* [Exercício escrito 1] Indica se cada afirmação está de acordo com o texto sobre a Culturgest, responde sim ou não e cita as palavras do texto que o decidem. (a) O autor veio do Algarve de comboio. (b) O exemplar 80/80 fica reservado para o arquivo da auto-edição. (c) António Ramos Rosa vivia na esquina com a Barbosa du Bocage.
* [Exercício escrito 2] Continua o texto sobre a Culturgest a partir do ponto em que termina.

2 de novembro de 2011

Nem sempre a lápis (223)

Fui à Pó dos Livros responder a duas sms: Moloch, acompanhado pelo incansável O Sorriso aos Pés da Escada, e A Cidade das Palavras. Não é o Manguel por que esperava, mas poupou-se o pedido. Como vim do Algarve de autocarro, a levar com signos e um filme no canal EVA TV, escolhi um lugar na fila a toda a largura da traseira, em cima do motor; posso dizer que fiz a viagem, e não o percurso Carnaxide / Lisboa, de camioneta de carreira. Esperei pela primeira leitora de A mulher descalça numa esplanada frente à entrada da Culturgest, para lhe entregar o exemplar n.º 02/80. Embora, como as crianças e os maridos, o autor seja sempre o último a saber, ofereço-me o primeiro exemplar e reservo o 80/80 para o arquivo da auto-edição; entrei nessa. Foi aqui, no Bairro do Arco do Cego e Rua Gomes da Silva, que a Nico e eu soubemos que estava grávida; há trinta e cinco anos. Disse-nos uma tirinha de papel que nos pôs a sopa de feijão na tasca do senhor Manuel, ao lado das bombas de gasolina, e que esquecesse o cachimbo durante os próximos sete ou oito meses. Na esquina com a Barbosa du Bocage, vivia António Ramos Rosa que, sem a ironia do vate setubalense, nos ofereceu livros e desenhos a murmurar, «Tão novos, tão novos», como se levasse as mãos à cabeça. Olho para a Culturgest, com a naturalidade de quem ainda não pôs os pés onde o João Alface caiu redondo, e recordo que quando o edifício começou a sobrepor-se ao espaço da cerâmica abandonada, levantou-se um coro horrorizado com a dimensão do mastodonte; chamavam-lhe os míopes inquilinos do Portugal dos Pequenitos. Vinham com a garganta afinada nas aulas de canto coral que se opuseram ao CCB e a retina inflamada pelo passe de magia com que Salazar hipnotizou os néscios: «Portugal não é um país pequeno.» Pois não, é um armazém de maquetas. Repare-se na Batalha e nos Jerónimos e na Torre de Belém; abram os olhos para os que não couberam, como o conto de fadas das Amoreiras, escondido pelas bruxas más.

* [Registos do conjunto]
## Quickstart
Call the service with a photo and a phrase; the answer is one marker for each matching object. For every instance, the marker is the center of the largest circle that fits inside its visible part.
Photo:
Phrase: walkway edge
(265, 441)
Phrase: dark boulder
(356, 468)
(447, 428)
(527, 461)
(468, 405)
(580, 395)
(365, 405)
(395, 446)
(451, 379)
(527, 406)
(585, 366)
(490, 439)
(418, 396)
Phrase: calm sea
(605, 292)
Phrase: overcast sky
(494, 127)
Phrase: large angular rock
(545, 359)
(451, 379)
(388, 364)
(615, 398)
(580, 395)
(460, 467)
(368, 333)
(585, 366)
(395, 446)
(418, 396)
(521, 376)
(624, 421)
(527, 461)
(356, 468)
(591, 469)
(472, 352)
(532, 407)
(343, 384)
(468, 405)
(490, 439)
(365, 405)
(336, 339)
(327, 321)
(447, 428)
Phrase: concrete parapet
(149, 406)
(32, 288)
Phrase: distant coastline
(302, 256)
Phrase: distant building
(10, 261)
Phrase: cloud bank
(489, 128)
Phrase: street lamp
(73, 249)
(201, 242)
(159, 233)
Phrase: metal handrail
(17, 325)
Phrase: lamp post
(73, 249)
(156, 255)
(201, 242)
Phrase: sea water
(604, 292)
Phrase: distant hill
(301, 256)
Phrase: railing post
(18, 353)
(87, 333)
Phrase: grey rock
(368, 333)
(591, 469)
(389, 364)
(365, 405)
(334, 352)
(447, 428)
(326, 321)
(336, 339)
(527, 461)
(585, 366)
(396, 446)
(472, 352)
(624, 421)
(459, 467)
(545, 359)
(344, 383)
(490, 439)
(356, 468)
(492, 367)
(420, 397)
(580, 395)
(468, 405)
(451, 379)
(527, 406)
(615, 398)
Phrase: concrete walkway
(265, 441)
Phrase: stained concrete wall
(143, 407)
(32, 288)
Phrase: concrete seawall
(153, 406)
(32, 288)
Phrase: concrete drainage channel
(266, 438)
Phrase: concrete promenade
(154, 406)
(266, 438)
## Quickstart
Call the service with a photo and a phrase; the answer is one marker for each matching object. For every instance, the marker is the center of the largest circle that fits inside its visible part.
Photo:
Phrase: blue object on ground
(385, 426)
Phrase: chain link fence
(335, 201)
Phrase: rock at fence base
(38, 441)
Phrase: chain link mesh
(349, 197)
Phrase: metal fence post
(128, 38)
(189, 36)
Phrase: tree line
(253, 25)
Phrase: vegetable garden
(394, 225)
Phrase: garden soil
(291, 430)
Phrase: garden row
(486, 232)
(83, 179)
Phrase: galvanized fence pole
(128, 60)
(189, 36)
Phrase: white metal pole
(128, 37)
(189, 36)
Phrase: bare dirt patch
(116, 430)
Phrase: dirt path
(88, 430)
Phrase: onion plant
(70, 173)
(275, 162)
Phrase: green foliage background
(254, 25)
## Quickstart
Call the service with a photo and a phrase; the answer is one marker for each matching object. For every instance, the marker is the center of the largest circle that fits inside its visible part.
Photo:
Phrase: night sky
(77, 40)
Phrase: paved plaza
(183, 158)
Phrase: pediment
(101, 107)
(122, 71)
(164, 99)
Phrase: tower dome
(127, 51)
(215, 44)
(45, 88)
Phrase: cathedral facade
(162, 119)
* * *
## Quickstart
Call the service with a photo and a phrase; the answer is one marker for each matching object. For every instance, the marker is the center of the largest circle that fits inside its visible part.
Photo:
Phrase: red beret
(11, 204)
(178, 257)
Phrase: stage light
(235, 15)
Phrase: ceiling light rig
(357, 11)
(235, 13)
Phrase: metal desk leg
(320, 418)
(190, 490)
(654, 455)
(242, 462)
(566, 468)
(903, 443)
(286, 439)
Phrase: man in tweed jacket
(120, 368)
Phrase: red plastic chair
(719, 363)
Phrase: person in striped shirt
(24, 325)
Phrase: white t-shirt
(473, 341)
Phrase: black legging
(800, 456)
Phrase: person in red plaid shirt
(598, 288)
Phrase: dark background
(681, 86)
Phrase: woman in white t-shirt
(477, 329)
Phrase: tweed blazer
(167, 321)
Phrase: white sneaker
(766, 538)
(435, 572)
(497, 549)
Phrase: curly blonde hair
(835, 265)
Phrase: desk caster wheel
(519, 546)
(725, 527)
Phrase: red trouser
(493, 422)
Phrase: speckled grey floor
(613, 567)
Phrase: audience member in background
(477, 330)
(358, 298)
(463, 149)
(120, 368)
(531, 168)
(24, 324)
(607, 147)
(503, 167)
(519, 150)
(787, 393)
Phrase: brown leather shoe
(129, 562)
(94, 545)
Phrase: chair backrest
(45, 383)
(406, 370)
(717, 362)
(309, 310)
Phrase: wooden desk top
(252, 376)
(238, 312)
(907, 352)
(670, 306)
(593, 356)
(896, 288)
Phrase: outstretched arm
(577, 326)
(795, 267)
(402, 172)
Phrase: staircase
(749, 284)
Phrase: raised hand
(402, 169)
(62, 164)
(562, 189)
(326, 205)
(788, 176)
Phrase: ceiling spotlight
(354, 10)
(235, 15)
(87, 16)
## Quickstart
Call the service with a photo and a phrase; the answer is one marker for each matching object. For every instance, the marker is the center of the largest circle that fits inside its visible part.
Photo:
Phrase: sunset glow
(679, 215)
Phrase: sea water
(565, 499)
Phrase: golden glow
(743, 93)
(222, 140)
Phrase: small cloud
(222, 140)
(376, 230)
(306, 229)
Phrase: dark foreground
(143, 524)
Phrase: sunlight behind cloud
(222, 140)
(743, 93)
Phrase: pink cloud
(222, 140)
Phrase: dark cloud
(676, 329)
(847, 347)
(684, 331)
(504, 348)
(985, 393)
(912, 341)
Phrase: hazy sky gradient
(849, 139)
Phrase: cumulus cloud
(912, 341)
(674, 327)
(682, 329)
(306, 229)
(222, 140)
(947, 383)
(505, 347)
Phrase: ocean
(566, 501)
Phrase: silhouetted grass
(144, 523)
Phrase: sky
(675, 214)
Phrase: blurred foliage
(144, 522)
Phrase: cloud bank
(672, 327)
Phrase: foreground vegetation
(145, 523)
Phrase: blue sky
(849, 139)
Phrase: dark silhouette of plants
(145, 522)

* [Resposta do exercício 1]
(a) Não: «Como vim do Algarve de autocarro».
(b) Sim: «reservo o 80/80 para o arquivo da auto-edição».
(c) Sim: «Na esquina com a Barbosa du Bocage, vivia António Ramos Rosa».

* [Resposta do exercício 2]
4 comentários:

fallorca disse...

;)

Luís França disse...

À falta dos livros, veja-se http://livrosfenda.blogspot.com/2010/12/alface-o-fim-das-bichas.html e http://livrosfenda.blogspot.com/2010/12/alface-ca-vai-lisboa.html
Posso utilizar a fotografia deste post no blog sobre a fenda? Nunca tinha visto o Um Casal Porreiro e começava mesmo a duvidar da sua existência.
Um abraço

fallorca disse...

Luís França,
encontrei a foto na Net, sem autoria visível. Pareceu-me uma homenagem mais justa - mostrar parte da obra do João - do que uma fácil e banal imagem do autor.
Quanto ao livro mencionado, existe mesmo.
Abraço

Luís França disse...

Obrigado.
A foto que queria divulgar não era a do autor, mas sim a foto com quatro livros do Alface, sendo um deles o Um Casal Porreiro. Confesso que também sou avesso a divulgar fotos de autores. Soa-me a revista do social e dá-me logo uma náusea.
O meu interesse neste blog é divulgar o trabalho literário e gráfico da fenda.
Já agora, o texto de um Casal Porreiro é original? Ou é a reunião de Um Pai Porreiro... e de Uma Mãe Porreira...?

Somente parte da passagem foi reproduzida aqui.